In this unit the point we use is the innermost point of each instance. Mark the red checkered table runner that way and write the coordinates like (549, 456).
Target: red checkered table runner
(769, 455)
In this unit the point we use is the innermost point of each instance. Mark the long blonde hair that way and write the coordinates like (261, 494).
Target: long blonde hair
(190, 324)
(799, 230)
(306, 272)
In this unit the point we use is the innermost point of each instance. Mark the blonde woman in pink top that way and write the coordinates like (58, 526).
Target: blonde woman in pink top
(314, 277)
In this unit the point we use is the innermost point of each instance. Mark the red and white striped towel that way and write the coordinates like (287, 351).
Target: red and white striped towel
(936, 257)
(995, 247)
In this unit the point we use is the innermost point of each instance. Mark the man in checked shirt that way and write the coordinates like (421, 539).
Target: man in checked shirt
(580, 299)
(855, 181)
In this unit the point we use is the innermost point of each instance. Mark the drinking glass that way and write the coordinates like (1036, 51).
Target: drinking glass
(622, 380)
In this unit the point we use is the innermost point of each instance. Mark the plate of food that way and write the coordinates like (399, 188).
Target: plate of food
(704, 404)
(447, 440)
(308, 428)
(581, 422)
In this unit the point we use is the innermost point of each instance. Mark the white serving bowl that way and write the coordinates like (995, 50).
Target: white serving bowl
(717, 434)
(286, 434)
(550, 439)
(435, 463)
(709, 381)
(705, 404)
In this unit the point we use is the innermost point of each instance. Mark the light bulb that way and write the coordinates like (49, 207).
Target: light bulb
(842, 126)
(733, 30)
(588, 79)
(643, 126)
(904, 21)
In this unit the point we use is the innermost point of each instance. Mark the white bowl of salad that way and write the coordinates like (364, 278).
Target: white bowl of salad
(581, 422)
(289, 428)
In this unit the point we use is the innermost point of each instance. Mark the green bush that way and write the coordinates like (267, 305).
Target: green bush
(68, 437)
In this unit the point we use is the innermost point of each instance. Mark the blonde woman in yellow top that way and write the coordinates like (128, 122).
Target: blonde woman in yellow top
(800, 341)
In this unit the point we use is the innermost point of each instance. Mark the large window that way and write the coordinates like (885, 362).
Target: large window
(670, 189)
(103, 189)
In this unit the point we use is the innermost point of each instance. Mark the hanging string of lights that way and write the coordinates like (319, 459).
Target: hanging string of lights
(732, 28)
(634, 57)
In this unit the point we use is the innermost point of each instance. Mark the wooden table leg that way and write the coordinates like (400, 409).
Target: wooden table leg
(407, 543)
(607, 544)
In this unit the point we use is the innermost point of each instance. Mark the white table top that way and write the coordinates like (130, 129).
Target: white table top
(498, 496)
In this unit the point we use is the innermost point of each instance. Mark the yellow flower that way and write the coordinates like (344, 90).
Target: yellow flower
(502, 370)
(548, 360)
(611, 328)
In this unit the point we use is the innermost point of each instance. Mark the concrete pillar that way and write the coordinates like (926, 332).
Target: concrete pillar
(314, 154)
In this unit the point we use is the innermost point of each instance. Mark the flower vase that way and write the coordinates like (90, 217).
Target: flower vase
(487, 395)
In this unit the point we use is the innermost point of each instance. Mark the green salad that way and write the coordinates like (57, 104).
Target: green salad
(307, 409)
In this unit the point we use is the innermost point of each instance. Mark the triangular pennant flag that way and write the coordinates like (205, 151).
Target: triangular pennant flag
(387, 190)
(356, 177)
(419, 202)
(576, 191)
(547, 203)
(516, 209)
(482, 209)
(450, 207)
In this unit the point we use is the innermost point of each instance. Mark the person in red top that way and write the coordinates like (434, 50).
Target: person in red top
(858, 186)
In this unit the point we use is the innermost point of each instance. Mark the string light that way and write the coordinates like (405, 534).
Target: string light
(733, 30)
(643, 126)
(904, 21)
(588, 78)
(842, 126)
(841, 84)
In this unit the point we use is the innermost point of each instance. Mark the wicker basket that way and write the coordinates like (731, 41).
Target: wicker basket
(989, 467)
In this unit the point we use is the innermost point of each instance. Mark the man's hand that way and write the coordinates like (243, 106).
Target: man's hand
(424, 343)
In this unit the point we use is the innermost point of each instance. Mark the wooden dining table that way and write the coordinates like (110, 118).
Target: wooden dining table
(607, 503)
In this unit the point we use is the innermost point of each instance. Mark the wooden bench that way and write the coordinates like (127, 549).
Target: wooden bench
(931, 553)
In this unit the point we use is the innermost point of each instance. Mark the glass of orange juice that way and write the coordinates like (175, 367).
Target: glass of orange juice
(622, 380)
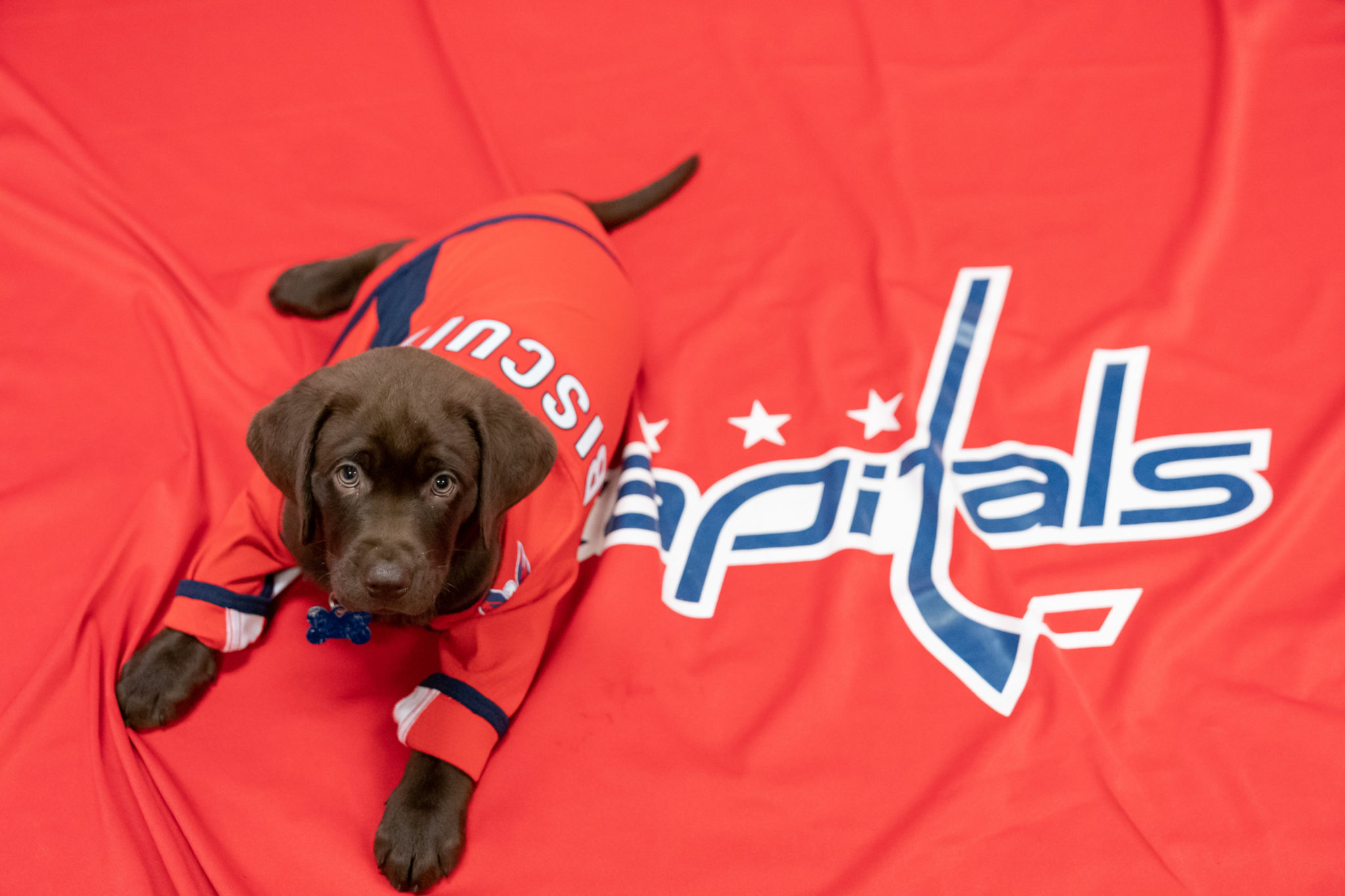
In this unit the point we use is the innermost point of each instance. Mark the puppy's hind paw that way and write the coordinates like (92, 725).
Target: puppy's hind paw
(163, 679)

- EXERCISE REQUIREMENTS -
The output should consist of every entry above, printed exactly, with the images removed.

- ANSWER TO THIS EXERCISE -
In this unit the point we use is the innermost point of each instance. Mark the red checkered table runner that way and write the coordinates like (549, 456).
Target: red checkered table runner
(769, 455)
In this unit the point we use is the innermost point of each instance. Mark the long blonde hair that way and write the coordinates like (261, 494).
Target: long blonde hair
(190, 324)
(799, 230)
(306, 272)
In this unit the point we use is the innermost point of each instance. Mark the blonde woman in pink top that way and write the coordinates like (58, 526).
Target: blonde woman in pink top
(314, 277)
In this unit the point we use is the innermost point of each instance. Mark the red and white striped towel that way and write the coordinates like (287, 351).
Target: red and white striped towel
(936, 257)
(995, 247)
In this unit the point we use is the innermost point of each instance. Mark the man in checked shirt that way and write the coordinates like (421, 539).
Target: man in checked shirt
(580, 299)
(855, 181)
In this unit the point we use is the innermost point of each instance. Mark the drinking glass that way and write the coordinates like (1036, 51).
Target: drinking glass
(622, 380)
In this unit the point we use is the innermost point of each instance. Mark the plate of food that way and write the coordinates like (399, 188).
Target: plate of food
(704, 404)
(447, 440)
(308, 428)
(581, 422)
In this unit the point we use is the innermost point of each instance. Mark the white serving bowl that way and write the coordinates like (995, 50).
Target: white serving bowl
(717, 434)
(286, 434)
(550, 439)
(435, 463)
(709, 381)
(705, 404)
In this unit the point we use is the innermost point of each instance. Mark the light bulb that way and write the coordinates like (49, 207).
Target: light bulb
(842, 126)
(733, 30)
(588, 79)
(643, 126)
(904, 21)
In this unit the point we use is the innermost point of each instance. Mark the white bowl of salad that way and write the coordinates like (364, 278).
Target: white bowl of salad
(581, 422)
(289, 428)
In this unit the point we use is the innermost point of each instance. Mark the green bush that way and write the coordinates like (267, 305).
Target: green bush
(68, 437)
In this unit the point we use is the innermost point of each instance. Mark the blonde woman in yellow top that way and write the coordinates like (128, 122).
Target: blonde woman in yellow top
(800, 341)
In this unit the point we use is the innermost point of each instance. Mark the large window that way and write the coordinates like (885, 362).
Target: large window
(670, 189)
(103, 189)
In this unit the point we use is the innermost point of each instance. Mark the hanging string of lights that way and write the coordinates like (319, 459).
Target: hanging string of lights
(732, 28)
(634, 57)
In this unit the point we use is the innermost point of each instance. Mark the wooden table leg that way and write the coordinates like (400, 409).
Target: wooden table leg
(407, 543)
(607, 544)
In this unit the point we use is the innermost point of each instance. Mark the white table top that way and write the coordinates like (130, 129).
Target: white table top
(498, 496)
In this unit the point we use is the innermost point of each instance. Mark the yellow flower that way and write the coordinates like (344, 90).
Target: yellow flower
(502, 370)
(548, 360)
(611, 328)
In this unit the point we use is the innermost point of each instance. Mark the concrete pillar that way and write the coordinates like (926, 332).
Target: concrete pillar
(314, 154)
In this unit the point we use is the innermost point of each instance. Mark the flower vase that way and write the coordinates like (90, 217).
Target: flower vase
(487, 395)
In this unit the point we use is the innermost point of each instance. Mark the green salad that way and write the coordinates like (57, 104).
Target: green salad
(307, 409)
In this unit the point we use is the innermost point of each instance. Mark the triangular pennant flag that way and write the coordinates like (205, 151).
Target: triangular pennant flag
(387, 190)
(356, 177)
(419, 202)
(576, 191)
(547, 203)
(516, 209)
(482, 209)
(450, 207)
In this unit the point we use is the innermost point of each instance. Mark the person in red top that way and write the coordinates like (434, 50).
Target: person in red top
(858, 186)
In this unit the point we use is the innermost point of each instance. Mark the string light that way and write the coordinates like (405, 534).
Target: string light
(733, 30)
(643, 126)
(904, 21)
(588, 78)
(842, 126)
(841, 84)
In this unit the point we use is the innermost point of each instance. Mark the wicker basket that way and write the coordinates like (731, 41).
Target: wicker basket
(989, 467)
In this unit the point we use is the innermost point of each instance. Mark the man's hand that way and write the coordinates like (243, 106).
Target: man's hand
(424, 343)
In this unit the point we use is the innermost point of each instance. Mark the wooden dining table that way and write the coordinates like (110, 118).
Target: wooden dining table
(607, 503)
In this unit the point we use is the innermost point of each instance. Mark the wooden bench that way and write the coordinates like (127, 549).
Target: wooden bench
(931, 553)
In this unit the point we use is the innermost point of each instance. Mark the glass of orange juice that way and write the coordinates like (175, 367).
Target: glass of orange juice
(622, 380)
In this unit the point we use is the innermost point of each instance. Mark the puppy's hind paw that way and write the coordinates like (92, 725).
Target: puppy's hind paw
(163, 679)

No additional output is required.